TEXT BLOCK –
- - -
Remedial teachers without formal educational psychology training are being sidelined by insurers seeking to reduce the cost of helping dyslexic children learn to read, the Volkskrant reports on Friday.
The cost of extra help for dyslexic children soared from €11m in 2009 – when such help was included in the basic health insurance package – to €53m in 2011. The growth, says health insurance industry spokesman Loek Caubo, is due to the increase in demand.
Until January this year, health insurers turned a blind eye to the involvement of remedial teachers. A qualified educational psychologist determined the diagnosis and then specialised teachers took over. But now hundreds of remedial teachers may lose their jobs because insurers will only deal with, and pay, qualified psychologists.
Most remedial teachers operate as freelancers through specialist bureaux and have taken extra courses to qualify. ‘We know the way primary education works,’ one 47-year-old told the Volkskrant.
Dyslexic children will now be helped by freshly qualified psychologists, she said. ‘And they have no idea about how reading and spelling is taught at primary schools,’ the remedial teacher said.
- - -
TO DO – Continue the news item about insurers sidelining remedial teachers who help dyslexic children, starting after its final sentence.
- - -
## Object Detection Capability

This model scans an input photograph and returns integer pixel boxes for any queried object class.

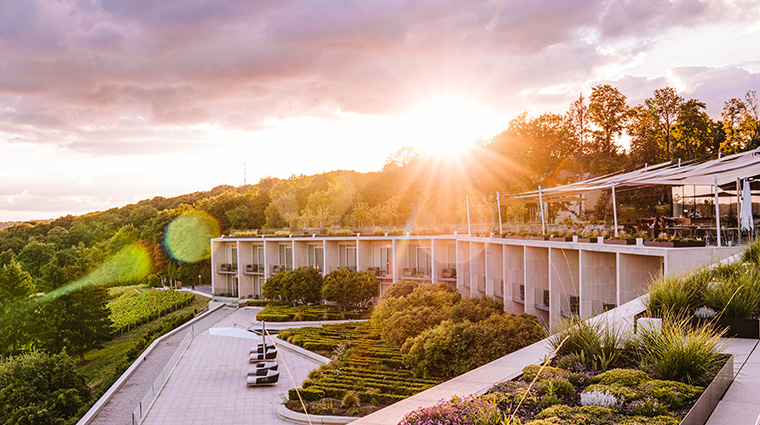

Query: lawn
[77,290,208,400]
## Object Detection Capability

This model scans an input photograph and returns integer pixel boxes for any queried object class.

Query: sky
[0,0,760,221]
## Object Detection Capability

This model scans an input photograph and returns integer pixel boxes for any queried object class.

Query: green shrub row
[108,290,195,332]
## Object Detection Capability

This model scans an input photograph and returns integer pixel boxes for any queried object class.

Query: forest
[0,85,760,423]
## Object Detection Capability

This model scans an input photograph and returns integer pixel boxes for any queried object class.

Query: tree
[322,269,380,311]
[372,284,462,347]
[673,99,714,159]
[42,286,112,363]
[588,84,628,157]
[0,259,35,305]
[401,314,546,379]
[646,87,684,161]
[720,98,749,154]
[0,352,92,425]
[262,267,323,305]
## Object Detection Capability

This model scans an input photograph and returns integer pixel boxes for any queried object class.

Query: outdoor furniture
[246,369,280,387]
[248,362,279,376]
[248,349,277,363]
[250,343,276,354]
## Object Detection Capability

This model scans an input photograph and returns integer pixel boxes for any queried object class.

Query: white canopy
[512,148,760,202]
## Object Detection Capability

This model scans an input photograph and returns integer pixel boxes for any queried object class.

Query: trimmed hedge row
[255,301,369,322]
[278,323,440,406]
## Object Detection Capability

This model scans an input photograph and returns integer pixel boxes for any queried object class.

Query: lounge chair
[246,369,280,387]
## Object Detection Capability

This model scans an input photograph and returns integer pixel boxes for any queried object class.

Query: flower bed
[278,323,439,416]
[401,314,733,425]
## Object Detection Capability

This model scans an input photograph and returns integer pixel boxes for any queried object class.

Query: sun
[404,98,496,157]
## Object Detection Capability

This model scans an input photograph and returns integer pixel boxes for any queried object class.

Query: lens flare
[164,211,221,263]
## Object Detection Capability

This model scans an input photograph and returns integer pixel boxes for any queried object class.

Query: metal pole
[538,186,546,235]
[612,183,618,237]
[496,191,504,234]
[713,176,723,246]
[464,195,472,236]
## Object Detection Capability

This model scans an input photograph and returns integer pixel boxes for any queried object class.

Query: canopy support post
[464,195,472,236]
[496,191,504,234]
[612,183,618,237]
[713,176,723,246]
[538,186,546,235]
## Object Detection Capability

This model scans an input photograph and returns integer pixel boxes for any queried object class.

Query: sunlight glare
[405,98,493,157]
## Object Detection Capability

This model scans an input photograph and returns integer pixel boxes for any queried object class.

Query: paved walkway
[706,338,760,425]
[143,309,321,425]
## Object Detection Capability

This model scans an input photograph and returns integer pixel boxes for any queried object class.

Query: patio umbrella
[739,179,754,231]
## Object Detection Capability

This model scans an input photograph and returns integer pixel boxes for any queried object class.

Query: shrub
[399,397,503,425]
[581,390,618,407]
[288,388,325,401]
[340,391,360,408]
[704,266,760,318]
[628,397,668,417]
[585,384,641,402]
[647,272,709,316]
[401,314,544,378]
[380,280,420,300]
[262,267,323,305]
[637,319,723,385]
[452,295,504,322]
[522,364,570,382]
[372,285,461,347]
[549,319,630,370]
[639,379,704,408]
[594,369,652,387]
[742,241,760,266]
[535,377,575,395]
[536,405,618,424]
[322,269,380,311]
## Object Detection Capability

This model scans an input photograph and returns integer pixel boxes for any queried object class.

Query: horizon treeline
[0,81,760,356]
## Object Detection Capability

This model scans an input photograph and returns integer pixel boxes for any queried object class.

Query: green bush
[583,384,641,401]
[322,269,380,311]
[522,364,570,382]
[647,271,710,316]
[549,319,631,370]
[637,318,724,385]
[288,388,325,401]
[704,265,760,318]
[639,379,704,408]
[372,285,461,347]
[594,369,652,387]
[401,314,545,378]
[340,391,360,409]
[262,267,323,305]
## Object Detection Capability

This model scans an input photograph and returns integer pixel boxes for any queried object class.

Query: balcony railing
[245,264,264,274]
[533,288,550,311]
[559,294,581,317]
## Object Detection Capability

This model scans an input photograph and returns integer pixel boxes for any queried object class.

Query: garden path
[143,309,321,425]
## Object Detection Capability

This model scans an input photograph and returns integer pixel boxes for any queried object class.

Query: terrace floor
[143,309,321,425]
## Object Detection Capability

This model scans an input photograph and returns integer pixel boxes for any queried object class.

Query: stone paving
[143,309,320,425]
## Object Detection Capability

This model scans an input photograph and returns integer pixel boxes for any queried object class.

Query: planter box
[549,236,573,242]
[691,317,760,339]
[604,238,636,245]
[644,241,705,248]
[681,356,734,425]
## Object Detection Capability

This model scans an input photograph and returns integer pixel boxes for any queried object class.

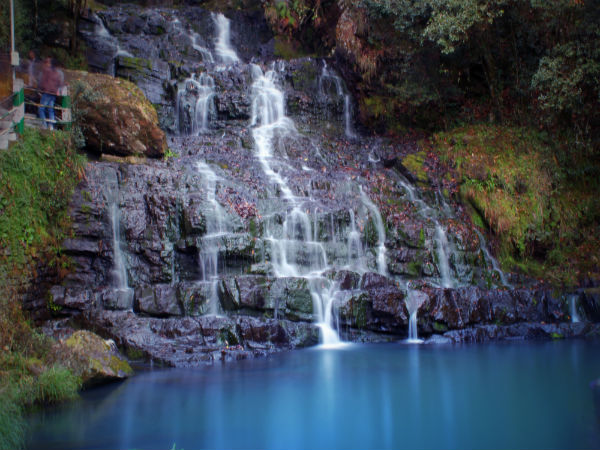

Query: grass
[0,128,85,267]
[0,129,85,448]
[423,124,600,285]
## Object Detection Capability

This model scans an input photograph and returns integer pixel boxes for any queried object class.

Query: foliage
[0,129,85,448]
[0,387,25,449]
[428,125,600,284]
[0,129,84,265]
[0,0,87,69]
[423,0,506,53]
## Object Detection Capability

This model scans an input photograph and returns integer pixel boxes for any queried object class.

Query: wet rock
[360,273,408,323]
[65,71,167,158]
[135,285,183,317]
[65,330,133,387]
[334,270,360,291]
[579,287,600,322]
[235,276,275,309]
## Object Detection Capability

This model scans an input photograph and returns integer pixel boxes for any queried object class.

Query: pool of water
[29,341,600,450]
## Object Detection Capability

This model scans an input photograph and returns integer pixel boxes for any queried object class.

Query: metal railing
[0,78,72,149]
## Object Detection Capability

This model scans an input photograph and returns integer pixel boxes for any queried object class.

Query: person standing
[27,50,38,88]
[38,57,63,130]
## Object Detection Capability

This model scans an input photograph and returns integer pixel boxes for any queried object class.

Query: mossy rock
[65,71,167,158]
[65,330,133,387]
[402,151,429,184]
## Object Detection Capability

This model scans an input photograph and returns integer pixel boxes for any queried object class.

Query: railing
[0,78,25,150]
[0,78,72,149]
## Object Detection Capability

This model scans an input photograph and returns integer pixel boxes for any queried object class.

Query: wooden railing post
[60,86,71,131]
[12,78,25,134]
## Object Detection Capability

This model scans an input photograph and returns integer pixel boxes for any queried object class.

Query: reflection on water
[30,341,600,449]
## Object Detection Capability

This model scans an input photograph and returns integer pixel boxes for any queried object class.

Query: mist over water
- - -
FINAL ANSWER –
Last month, junior education minister Sander Dekker said psychologists should be slower in branding children dyslexic and the definition rules may have to be tightened up.
Around 15% of Dutch school children are officially dyslexic, a tag which, for example, allows them to take different school exams using a bigger typeface and with more time.
‘If we are talking about such high percentages, you have to question whether all these children really are dyslexic,’ the minister is quoted as saying by news agency ANP. For example, children could just have difficulty reading, the minister said.
According to academic research, just 3% to 4% of the population is dyslexic, or word blind. Researcher and psychologist Chris Struiksma told ANP it is too easy to get a dyslexia diagnosis. ‘Every self-declared expert can hand one out,’ he said.